======== READING PASSAGE

New York: For mothers-to-be, consuming high-fructose diet during pregnancy may cause defects in the placenta and restrict foetal growth, warns a study, adding that this may increase the baby’s risk of developing metabolic health problems in adulthood.
The findings suggest that it may be possible to devise a prenatal screening test and treatment plan for pregnant women with high-fructose levels.
“It is becoming increasingly critical to understand how fructose consumption is impacting human health. This study shows potentially negative effects of a high-fructose diet during pregnancy,” said senior study author Kelle H. Moley from Washington University in St. Louis.
“The negative effect of excess fructose in humans is likely to lead to an exacerbation of the problems seen in mice,” Moley stated in the paper published in the online journal Scientific Reports.
Elevated levels of uric acid and triglycerides in healthy mice that were fed a high-fructose diet during pregnancy resulted in smaller foetuses and larger placentas than those fed standard rodent chow.
To assess the relevance of the mouse data in pregnant women, the team examined the association between fructose and placental uric acid levels in a small controlled group of 18 women who underwent scheduled cesarean sections.

================
======== DATA EXTRACTS

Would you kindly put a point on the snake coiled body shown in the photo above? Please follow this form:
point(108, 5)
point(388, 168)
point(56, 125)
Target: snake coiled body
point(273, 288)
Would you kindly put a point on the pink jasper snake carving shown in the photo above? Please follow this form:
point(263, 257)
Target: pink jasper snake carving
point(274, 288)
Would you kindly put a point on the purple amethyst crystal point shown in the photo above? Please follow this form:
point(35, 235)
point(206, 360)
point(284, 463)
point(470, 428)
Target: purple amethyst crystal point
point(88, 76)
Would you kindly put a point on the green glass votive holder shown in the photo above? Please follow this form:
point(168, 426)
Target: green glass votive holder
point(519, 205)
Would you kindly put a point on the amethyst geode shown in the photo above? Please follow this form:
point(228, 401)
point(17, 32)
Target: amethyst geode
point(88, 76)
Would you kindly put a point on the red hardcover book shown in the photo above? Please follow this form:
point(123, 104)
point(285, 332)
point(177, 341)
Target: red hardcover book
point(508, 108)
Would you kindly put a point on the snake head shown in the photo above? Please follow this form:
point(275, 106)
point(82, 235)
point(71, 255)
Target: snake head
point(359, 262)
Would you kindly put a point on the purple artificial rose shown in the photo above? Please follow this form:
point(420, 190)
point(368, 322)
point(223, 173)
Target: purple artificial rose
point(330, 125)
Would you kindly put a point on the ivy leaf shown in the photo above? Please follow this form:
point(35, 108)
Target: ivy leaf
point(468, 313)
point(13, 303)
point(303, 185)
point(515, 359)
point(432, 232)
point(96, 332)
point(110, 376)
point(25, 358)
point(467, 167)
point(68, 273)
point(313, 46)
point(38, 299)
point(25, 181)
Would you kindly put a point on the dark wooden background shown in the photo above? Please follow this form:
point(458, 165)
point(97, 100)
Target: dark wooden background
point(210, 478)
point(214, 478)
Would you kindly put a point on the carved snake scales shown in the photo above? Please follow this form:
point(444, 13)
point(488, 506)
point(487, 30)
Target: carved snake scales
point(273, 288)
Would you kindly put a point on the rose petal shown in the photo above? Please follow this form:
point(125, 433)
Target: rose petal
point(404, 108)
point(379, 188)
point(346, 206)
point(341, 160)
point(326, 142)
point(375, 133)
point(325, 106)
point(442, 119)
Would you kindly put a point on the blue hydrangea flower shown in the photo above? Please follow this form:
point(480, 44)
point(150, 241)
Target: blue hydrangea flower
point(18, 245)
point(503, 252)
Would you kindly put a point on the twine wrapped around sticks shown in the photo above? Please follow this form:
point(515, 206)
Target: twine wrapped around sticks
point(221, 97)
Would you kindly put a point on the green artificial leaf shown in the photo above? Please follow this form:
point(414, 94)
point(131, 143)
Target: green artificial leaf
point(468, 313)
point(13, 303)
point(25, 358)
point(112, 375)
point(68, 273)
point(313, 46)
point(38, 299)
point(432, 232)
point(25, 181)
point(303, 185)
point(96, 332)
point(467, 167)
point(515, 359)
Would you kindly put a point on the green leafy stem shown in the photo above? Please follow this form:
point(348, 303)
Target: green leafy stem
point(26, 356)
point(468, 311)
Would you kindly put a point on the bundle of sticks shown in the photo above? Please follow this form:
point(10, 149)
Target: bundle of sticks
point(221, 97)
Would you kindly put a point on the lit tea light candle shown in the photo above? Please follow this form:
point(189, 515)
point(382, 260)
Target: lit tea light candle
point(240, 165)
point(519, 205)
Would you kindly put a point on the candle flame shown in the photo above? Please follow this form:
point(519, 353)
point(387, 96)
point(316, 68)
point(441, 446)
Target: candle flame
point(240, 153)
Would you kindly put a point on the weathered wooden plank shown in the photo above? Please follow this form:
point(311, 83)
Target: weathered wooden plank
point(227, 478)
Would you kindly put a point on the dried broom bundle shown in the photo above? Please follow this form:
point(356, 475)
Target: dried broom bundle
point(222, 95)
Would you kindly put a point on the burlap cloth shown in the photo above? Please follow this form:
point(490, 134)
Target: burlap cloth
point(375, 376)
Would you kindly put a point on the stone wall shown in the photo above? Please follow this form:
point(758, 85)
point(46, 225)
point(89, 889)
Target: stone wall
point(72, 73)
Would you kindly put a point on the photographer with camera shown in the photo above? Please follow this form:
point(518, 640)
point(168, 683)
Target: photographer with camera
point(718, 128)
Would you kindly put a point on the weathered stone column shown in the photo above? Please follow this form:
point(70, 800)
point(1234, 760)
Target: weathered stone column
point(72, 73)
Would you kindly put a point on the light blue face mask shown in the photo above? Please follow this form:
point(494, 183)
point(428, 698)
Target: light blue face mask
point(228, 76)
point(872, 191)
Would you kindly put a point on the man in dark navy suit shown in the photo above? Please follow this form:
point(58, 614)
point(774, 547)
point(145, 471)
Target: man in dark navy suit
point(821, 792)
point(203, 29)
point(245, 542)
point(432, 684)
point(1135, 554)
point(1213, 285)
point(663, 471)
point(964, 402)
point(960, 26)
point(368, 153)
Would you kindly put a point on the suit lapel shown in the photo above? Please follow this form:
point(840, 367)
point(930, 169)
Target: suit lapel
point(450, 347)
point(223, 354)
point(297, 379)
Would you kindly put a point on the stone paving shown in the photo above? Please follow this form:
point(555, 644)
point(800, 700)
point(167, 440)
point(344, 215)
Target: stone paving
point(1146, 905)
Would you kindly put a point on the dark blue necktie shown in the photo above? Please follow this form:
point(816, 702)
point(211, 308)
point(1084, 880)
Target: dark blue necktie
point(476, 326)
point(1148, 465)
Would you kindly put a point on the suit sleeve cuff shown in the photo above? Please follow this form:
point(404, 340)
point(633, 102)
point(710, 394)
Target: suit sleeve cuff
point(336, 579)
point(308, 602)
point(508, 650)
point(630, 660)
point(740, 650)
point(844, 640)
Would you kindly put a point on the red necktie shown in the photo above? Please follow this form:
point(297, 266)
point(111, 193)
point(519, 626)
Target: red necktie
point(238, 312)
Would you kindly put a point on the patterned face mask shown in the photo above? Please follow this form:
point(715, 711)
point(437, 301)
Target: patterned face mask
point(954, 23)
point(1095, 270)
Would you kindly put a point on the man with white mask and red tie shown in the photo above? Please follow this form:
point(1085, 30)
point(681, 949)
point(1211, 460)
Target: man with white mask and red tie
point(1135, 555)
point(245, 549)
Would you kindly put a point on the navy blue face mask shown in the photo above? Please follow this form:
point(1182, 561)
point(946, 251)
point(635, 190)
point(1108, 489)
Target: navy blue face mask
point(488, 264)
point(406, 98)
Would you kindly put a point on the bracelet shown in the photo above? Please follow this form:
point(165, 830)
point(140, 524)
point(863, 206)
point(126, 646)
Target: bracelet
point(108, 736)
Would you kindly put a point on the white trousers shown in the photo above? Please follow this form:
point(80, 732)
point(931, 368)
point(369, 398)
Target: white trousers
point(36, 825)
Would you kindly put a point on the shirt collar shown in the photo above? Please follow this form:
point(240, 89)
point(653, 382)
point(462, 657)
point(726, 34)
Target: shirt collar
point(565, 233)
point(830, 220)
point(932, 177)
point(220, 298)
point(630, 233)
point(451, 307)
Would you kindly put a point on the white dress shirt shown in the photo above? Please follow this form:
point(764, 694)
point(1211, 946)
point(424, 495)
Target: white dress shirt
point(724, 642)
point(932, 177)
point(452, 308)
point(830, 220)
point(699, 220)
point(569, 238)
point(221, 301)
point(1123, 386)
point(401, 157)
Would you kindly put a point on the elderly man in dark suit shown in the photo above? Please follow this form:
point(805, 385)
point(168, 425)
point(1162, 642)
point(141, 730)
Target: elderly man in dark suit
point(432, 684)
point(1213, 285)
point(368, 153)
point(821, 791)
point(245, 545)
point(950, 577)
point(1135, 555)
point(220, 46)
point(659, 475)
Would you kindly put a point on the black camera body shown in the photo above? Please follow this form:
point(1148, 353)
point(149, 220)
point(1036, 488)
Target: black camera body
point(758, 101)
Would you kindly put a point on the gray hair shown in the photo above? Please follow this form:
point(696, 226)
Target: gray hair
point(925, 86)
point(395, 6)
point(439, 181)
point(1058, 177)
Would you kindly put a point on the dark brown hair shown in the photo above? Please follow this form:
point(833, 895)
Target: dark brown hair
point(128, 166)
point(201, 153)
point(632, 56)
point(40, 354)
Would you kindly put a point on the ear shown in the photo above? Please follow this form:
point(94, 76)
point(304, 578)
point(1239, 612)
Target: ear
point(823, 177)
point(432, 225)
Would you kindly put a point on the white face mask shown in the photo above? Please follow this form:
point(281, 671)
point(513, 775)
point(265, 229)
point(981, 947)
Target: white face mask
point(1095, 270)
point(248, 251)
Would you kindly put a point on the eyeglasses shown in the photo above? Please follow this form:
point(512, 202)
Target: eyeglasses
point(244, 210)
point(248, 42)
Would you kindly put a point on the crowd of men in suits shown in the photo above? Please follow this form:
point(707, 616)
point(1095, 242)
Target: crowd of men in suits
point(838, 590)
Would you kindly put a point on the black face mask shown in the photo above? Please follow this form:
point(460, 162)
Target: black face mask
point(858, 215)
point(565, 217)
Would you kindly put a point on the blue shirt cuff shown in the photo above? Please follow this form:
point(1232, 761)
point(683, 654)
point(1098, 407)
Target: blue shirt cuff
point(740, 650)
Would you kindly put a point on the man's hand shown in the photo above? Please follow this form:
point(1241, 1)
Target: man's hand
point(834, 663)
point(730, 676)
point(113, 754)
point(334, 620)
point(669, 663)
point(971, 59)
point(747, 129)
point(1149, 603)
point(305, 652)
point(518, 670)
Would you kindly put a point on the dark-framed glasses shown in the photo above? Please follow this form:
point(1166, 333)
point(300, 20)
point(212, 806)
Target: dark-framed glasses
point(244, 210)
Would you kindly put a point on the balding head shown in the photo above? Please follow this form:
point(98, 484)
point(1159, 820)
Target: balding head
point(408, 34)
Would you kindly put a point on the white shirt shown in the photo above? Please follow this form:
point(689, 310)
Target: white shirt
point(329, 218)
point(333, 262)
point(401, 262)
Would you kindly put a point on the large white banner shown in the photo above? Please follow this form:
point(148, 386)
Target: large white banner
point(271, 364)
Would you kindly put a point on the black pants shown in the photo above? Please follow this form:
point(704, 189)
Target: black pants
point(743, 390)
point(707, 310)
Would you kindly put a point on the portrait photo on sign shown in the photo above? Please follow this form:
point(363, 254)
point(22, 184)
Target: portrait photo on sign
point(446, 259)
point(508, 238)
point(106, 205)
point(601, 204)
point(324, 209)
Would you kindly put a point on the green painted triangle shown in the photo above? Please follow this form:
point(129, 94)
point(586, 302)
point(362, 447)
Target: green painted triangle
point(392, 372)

================

EXERCISE DIRECTIONS: Continue the article on high-fructose diets in pregnancy, picking up after its final sentence.

REPLY:
The women had no disorders that would have caused elevated uric acid.
“We found a correlation suggesting similar maternal and fetal effects occur in humans,” Moley said.
“Small fetus may grow more after birth as in later adulthood they try to compensate it by struggling with obesity and other health problems,” Moley added.
In the mouse model, researchers found that giving mice with high-fructose levels the common drug allopurinol – a prescription medication that reduces uric acid – reversed the refined sugar’s negative maternal and foetal effects by reducing the levels of uric acid in the placenta.
Besides advising pregnant women to limit fructose in their diets, treatment for those with high-fructose levels may include administering allopurinol, which crosses the placenta and generally is considered safe to take late in the second or third trimester during pregnancy, Moley said.